◆ **Problem description**
Reproduce, unchanged, only the lines of the material from the line containing "Game engine object recognition — detect man in red" through the line containing "170, 29, 233, 155", including both of those lines.

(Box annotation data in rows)
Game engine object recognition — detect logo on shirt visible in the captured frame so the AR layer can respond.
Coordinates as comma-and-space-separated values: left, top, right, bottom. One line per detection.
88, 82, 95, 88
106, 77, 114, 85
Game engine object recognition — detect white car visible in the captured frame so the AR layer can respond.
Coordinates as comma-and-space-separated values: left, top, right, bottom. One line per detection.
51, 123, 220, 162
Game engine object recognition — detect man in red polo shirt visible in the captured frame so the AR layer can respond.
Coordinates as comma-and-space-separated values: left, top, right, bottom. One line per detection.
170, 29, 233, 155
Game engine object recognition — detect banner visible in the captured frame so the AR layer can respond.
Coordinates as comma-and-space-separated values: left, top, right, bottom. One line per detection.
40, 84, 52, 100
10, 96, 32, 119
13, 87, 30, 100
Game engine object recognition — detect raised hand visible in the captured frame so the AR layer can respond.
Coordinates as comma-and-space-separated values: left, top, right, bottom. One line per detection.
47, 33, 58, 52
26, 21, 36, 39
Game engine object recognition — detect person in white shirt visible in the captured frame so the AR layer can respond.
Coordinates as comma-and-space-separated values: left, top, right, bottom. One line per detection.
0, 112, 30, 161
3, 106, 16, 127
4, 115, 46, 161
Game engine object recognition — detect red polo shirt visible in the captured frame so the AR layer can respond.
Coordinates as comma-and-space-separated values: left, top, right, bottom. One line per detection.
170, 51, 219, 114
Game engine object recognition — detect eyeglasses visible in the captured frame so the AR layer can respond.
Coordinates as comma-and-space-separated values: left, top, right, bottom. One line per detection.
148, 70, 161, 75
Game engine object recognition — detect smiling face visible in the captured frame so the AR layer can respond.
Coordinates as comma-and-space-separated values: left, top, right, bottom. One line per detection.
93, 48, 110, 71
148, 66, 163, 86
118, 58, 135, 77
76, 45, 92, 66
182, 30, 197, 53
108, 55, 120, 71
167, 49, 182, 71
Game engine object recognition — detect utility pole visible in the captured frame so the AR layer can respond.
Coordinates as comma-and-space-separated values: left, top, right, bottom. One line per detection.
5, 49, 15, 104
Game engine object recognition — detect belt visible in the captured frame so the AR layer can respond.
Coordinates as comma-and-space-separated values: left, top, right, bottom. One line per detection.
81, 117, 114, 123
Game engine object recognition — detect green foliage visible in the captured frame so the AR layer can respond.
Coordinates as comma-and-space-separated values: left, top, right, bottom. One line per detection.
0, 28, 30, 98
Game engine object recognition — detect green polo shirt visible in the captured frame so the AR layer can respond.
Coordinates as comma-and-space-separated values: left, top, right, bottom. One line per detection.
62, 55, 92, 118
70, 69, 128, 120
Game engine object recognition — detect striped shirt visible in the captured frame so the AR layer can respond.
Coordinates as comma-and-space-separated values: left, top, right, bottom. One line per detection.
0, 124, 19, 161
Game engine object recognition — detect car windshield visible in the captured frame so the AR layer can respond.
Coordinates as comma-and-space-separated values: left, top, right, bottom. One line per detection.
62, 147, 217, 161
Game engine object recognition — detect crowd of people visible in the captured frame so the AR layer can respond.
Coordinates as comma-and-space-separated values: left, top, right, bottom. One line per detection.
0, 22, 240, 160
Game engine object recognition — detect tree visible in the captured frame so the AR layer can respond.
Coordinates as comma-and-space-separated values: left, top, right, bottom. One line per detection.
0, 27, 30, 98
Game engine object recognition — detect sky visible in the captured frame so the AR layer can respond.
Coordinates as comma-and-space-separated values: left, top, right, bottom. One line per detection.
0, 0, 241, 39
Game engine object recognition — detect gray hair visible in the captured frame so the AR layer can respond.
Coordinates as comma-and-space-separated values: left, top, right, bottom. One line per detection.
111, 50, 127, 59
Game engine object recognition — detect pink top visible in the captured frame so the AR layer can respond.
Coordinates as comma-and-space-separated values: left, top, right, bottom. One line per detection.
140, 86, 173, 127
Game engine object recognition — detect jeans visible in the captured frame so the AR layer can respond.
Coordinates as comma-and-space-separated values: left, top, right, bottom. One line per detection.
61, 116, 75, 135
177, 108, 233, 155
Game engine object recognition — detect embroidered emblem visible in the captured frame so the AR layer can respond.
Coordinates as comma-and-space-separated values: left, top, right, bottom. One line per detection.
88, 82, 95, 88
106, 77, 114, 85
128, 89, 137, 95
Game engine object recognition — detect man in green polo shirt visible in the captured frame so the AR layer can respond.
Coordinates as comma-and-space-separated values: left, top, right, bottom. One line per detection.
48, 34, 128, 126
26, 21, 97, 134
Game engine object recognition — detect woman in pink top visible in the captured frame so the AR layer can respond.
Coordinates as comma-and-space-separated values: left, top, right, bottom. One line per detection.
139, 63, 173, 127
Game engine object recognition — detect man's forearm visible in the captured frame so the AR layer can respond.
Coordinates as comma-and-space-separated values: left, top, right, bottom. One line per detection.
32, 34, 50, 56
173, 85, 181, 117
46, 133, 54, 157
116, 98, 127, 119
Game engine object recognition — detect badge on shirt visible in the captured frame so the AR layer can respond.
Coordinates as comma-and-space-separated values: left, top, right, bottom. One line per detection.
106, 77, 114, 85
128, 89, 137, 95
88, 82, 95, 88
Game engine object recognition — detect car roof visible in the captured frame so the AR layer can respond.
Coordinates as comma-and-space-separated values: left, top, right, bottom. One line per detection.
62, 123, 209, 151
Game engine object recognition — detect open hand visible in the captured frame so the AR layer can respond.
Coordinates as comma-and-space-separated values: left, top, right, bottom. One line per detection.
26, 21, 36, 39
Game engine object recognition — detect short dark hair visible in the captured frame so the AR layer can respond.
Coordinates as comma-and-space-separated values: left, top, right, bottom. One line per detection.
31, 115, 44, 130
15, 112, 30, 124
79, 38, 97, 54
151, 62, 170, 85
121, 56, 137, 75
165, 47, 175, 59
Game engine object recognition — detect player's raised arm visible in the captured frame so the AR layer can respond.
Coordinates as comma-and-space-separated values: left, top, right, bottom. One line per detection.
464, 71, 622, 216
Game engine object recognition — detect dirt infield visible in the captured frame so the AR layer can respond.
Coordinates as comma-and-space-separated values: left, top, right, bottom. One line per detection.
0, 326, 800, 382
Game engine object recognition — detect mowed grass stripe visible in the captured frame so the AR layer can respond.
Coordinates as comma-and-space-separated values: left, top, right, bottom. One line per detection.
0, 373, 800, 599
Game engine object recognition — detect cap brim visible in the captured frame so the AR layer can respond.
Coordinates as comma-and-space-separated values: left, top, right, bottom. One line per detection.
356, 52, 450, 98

◆ **Expected output**
Game engine object recognition — detect man in red polo shirt visible in the captured frame so the AR layer can respond.
Coordinates as comma-and-space-separated values: left, top, right, bottom. One line per detection.
170, 29, 233, 155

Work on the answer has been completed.